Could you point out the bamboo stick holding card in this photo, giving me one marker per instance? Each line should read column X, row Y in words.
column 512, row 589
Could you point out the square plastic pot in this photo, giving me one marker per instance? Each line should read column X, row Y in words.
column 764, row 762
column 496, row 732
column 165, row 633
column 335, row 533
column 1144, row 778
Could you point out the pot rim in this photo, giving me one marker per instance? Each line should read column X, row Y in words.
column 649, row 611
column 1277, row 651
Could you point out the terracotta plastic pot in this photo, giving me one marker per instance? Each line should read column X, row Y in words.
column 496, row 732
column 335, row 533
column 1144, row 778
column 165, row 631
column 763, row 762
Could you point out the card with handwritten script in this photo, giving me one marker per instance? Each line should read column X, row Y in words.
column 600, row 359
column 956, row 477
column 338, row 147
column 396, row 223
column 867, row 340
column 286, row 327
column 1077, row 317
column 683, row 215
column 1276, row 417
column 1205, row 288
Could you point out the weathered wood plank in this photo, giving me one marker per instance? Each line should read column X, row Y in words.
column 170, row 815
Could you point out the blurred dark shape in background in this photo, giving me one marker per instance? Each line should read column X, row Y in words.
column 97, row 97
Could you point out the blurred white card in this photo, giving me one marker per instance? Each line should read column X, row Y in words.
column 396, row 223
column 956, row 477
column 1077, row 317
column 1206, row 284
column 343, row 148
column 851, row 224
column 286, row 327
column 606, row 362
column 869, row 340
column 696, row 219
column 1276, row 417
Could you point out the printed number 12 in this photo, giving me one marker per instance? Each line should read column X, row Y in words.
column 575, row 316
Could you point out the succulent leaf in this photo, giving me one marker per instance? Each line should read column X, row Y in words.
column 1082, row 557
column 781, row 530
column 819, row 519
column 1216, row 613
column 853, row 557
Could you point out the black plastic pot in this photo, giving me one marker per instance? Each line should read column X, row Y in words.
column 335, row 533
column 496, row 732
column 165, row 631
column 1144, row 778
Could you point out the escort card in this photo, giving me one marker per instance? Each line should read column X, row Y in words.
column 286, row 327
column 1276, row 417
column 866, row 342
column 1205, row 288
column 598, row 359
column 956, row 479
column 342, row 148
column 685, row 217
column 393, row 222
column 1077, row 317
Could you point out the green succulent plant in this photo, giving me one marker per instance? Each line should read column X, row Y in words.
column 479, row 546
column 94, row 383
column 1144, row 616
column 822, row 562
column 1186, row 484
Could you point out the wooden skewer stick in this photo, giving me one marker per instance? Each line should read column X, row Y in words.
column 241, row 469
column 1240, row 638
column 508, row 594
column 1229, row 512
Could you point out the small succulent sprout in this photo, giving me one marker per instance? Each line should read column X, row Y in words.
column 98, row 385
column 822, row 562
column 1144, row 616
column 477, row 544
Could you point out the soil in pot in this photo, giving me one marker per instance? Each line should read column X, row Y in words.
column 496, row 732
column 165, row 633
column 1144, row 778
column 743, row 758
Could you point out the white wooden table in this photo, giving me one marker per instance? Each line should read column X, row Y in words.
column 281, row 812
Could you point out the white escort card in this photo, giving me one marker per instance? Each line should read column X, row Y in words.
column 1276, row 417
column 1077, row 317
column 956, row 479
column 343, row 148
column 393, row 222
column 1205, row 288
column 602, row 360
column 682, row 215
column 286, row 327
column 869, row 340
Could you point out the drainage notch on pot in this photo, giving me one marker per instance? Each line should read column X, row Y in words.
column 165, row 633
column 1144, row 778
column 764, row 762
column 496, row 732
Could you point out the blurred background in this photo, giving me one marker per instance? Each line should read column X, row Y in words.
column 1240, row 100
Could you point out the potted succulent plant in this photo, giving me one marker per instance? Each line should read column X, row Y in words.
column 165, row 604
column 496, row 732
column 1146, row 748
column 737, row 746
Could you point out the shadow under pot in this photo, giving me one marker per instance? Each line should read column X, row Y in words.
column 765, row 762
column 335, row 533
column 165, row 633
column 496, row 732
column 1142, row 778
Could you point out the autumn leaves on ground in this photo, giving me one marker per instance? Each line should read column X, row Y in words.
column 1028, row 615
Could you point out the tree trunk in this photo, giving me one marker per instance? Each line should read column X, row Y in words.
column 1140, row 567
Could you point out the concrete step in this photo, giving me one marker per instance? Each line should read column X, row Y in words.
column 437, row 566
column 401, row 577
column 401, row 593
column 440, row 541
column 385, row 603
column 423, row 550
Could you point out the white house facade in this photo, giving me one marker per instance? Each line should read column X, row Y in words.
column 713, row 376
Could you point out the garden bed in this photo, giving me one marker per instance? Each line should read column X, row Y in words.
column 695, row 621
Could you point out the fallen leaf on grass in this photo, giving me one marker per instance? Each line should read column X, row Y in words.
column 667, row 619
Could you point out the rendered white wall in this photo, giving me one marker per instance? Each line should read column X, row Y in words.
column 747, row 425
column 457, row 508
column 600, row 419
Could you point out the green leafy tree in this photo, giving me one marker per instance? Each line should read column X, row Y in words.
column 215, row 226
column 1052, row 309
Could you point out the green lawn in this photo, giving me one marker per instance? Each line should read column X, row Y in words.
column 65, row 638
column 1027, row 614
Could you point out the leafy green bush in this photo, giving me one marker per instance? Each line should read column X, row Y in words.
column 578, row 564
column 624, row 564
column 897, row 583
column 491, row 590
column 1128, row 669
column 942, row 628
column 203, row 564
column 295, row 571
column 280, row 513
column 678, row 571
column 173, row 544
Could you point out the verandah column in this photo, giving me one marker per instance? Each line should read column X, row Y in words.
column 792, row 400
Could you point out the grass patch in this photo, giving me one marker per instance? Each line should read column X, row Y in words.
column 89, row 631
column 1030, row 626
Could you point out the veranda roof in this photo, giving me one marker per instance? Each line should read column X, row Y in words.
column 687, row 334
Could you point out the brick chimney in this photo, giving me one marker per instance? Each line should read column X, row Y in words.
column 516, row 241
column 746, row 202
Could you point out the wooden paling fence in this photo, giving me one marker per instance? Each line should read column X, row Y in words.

**Assignment**. Word for word, set down each line of the material.

**Exercise output**.
Could you point out the bamboo stick holding card in this photo, giving me one marker per instance? Each line should read column X, row Y in words.
column 512, row 589
Could you point out the square plastic pot in this photo, giving me one marker per instance? Each line should read column X, row Y in words.
column 764, row 762
column 496, row 732
column 165, row 633
column 335, row 533
column 1144, row 778
Could you point out the pot rim in this photo, giving me one marker per instance? Each line should read column X, row Y in words.
column 649, row 611
column 1277, row 651
Could you point out the terracotta plastic pot in this photo, giving me one marker per instance? Each line should read column X, row Y in words.
column 496, row 732
column 335, row 533
column 1144, row 778
column 165, row 631
column 763, row 762
Could you point out the card with handwritten script in this photo, giving me one marker per instance? Each line should read column X, row Y in words.
column 600, row 359
column 956, row 477
column 338, row 147
column 396, row 223
column 867, row 340
column 286, row 327
column 1077, row 317
column 683, row 215
column 1276, row 417
column 1205, row 288
Could you point out the weathered wood plank in this photo, giving me one marker per instance? Each line should read column X, row Y in words.
column 170, row 815
Could you point out the blurred dark shape in background in this photo, giving me one marker per instance? Each line should read column X, row Y in words.
column 97, row 97
Could you point out the blurred white card in this photo, giving me one marker per instance? Each line should read column X, row Y in words.
column 396, row 223
column 956, row 477
column 1077, row 317
column 1206, row 284
column 343, row 148
column 851, row 224
column 286, row 327
column 606, row 362
column 869, row 340
column 696, row 219
column 1276, row 417
Could you point out the printed number 12 in this photo, giving me one marker per instance? Each line should read column X, row Y in words.
column 575, row 316
Could you point out the succulent leaf in this photo, giving me one marker per instance? Each line should read column X, row Y in words.
column 1082, row 557
column 781, row 530
column 819, row 519
column 1216, row 613
column 853, row 557
Could you point out the black plastic pot in this photo, giving me one marker per instance? Each line should read column X, row Y in words.
column 335, row 533
column 496, row 732
column 165, row 631
column 1144, row 778
Could you point out the escort card in this photo, giving me one marker per instance? Each line should read column X, row Y in words.
column 286, row 327
column 1276, row 417
column 866, row 342
column 1205, row 288
column 598, row 359
column 956, row 479
column 342, row 148
column 685, row 217
column 393, row 222
column 1077, row 317
Could you point out the green succulent plant in this photo, giving me one marker per instance? Each line should read column X, row Y in words.
column 479, row 546
column 94, row 383
column 1144, row 616
column 822, row 562
column 1186, row 484
Could you point out the wooden skewer stick in this photo, giving me one marker per instance? Each line should read column X, row Y in words.
column 241, row 469
column 1240, row 638
column 508, row 594
column 1229, row 512
Could you point out the small succulent sprout in this photo, giving me one marker per instance? Each line should read column X, row Y in words.
column 98, row 385
column 822, row 562
column 1144, row 616
column 477, row 544
Could you point out the soil in pot in this photo, giving me one marker per instance? Each line should read column X, row Y in words.
column 496, row 732
column 165, row 633
column 1144, row 778
column 743, row 758
Could you point out the white wooden table in this photo, giving me one marker per instance? Each line should read column X, row Y in words.
column 281, row 812
Could you point out the white escort card in this photo, giving me one marker per instance? Each line should read column X, row Y in words.
column 1276, row 417
column 1077, row 317
column 956, row 479
column 343, row 148
column 393, row 222
column 1205, row 288
column 602, row 360
column 682, row 215
column 286, row 327
column 869, row 340
Could you point out the drainage notch on pot in this photo, giving me one marker per instance? Each line should read column X, row Y in words.
column 165, row 633
column 1144, row 778
column 764, row 762
column 496, row 732
Could you point out the blurred background in this photo, giving me one marker per instance? Each line should read column X, row Y in words.
column 1240, row 100
Could you point out the potted succulent plant in this photo, giving me one marker per instance? Each line should read column X, row Y in words.
column 165, row 604
column 496, row 732
column 1146, row 748
column 737, row 746
Could you point out the shadow under pot in this photo, giving me one marker per instance? Each line should read column X, row Y in words.
column 765, row 762
column 335, row 533
column 165, row 633
column 496, row 732
column 1142, row 778
Could you point out the autumn leaves on ground in this photo, giving me one marker per instance? Each line should read column X, row Y in words.
column 1028, row 615
Could you point out the tree trunk in this photo, giving me one marker per instance? Each line should read column X, row Y in words.
column 1140, row 567
Could you point out the concrete step in this photo, giving me one marker per instance? Each line should read column X, row Y in words.
column 437, row 566
column 401, row 577
column 401, row 593
column 440, row 541
column 385, row 603
column 423, row 550
Could you point out the white house facade in this photo, giving me one marker per instance? Each line should read column X, row Y in words.
column 713, row 376
Could you point out the garden bed in this photo, giving me one marker per instance? Each line should read column X, row Y in words.
column 695, row 621
Could you point out the fallen leaf on grass in this photo, giving me one marker per instance? Each line should read column X, row Y in words.
column 667, row 619
Could you point out the rendered white wall in this photo, giving me one marker per instance? Each line should read column X, row Y in words.
column 747, row 425
column 457, row 508
column 600, row 419
Could you point out the green leafy tree in this photo, giving me one marker per instance? Each line should read column X, row Y in words.
column 215, row 226
column 1052, row 309
Could you point out the green lawn in this photo, giving me one marker per instance? Each line should read column X, row Y in words.
column 65, row 638
column 1027, row 614
Could you point out the leafy green bush in this photo, giving me one marker per instance? Each line should read column X, row Y in words.
column 578, row 564
column 624, row 564
column 897, row 583
column 491, row 590
column 1128, row 669
column 942, row 628
column 203, row 564
column 295, row 571
column 280, row 513
column 678, row 571
column 173, row 544
Could you point out the verandah column in this photo, giving me one marker per instance? Each line should read column X, row Y in words.
column 792, row 400
Could you point out the grass patch in this photo, giving me one marker per instance? Each line should read column X, row Y in words.
column 89, row 631
column 1030, row 626
Could you point out the veranda roof in this photo, giving me one marker per instance? Each line should read column X, row Y in words.
column 687, row 334
Could you point out the brick chimney in this photo, giving me one marker per instance? Each line should read column X, row Y in words.
column 516, row 241
column 746, row 202
Could you point out the wooden paling fence in this photo, giving me one marker per instance? Each line should read column X, row Y in words.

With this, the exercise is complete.